## WHAT IS NEEDED
Convert everything from the line containing "Practice step: point at the cloudy" down to the line containing "Practice step: point at the sky" in the records below, including both, into a Markdown table with the columns Row and Record line, skipping blank lines.

## EXCERPTED DATA

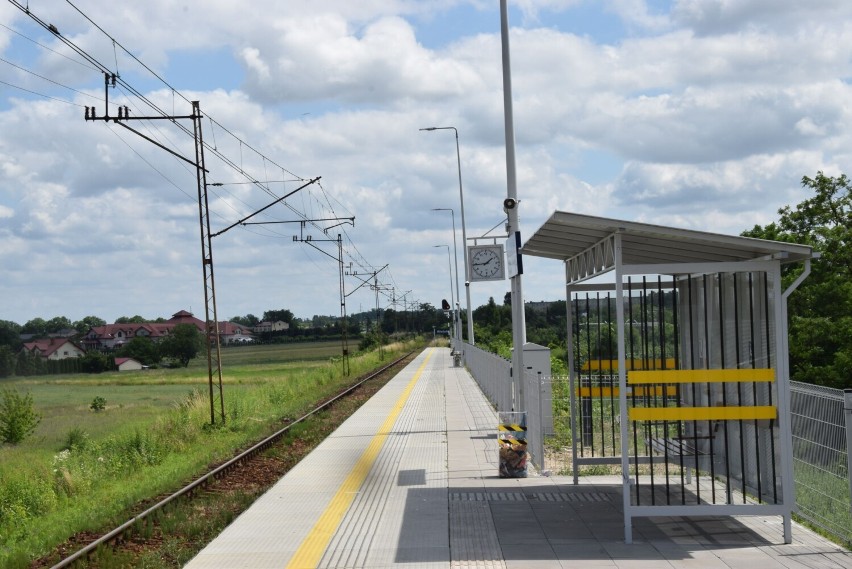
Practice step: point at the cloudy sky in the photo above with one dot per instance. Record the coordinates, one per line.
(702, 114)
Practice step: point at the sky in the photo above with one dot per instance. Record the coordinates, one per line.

---

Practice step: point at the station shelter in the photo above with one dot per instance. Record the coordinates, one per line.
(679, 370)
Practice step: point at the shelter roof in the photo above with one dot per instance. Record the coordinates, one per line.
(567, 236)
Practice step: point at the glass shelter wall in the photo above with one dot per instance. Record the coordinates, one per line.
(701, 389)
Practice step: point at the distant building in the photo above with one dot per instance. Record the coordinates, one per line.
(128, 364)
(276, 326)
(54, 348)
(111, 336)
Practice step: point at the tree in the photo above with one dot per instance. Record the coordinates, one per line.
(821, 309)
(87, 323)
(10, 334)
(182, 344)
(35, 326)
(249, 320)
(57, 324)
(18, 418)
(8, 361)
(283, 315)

...

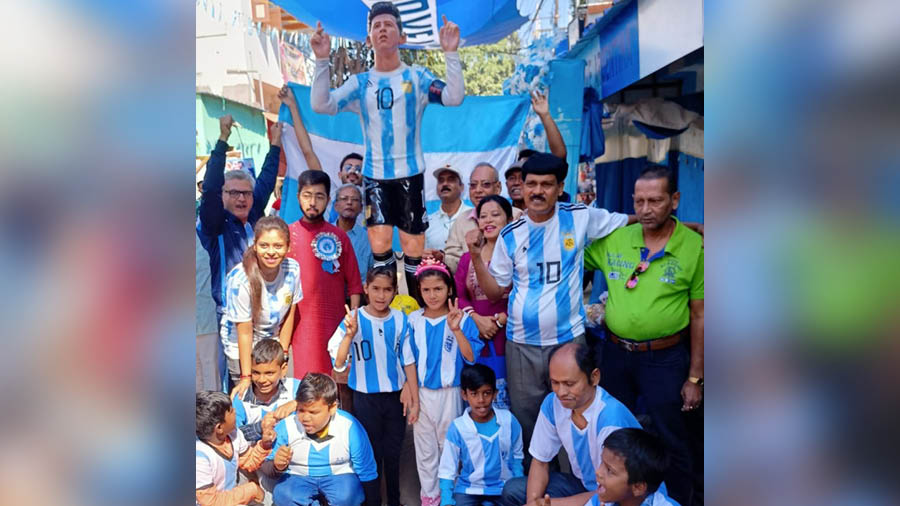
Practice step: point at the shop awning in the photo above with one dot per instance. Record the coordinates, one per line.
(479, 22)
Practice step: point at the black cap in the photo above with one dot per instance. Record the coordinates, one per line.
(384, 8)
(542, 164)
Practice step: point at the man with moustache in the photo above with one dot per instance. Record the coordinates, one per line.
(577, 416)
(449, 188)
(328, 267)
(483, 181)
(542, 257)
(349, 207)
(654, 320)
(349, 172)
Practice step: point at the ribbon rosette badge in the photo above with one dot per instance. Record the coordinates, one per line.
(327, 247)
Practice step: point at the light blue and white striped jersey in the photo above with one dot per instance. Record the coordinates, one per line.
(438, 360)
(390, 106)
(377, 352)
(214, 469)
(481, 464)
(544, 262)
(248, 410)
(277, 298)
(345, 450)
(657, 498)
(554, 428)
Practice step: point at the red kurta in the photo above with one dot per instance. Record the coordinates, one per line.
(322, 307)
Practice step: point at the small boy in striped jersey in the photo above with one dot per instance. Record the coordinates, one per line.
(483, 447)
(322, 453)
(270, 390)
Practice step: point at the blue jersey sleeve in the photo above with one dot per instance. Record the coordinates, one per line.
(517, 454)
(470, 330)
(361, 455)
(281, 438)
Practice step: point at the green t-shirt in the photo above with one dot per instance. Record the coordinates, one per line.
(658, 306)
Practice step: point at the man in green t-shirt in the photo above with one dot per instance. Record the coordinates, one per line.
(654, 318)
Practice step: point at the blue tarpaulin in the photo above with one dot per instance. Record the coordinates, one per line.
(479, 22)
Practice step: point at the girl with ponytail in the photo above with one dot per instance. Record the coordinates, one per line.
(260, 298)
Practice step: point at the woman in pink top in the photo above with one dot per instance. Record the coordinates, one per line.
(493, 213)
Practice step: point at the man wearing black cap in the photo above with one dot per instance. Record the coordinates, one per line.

## TASK RESULT
| Row | Record line |
|---|---|
| 1 | Practice step: point at the cloudy sky in the photo above with one dot per instance. Record the coordinates, one per line. |
| 2 | (702, 114) |
| 3 | Practice step: point at the sky in the photo above with one dot per instance. Record the coordinates, one per line. |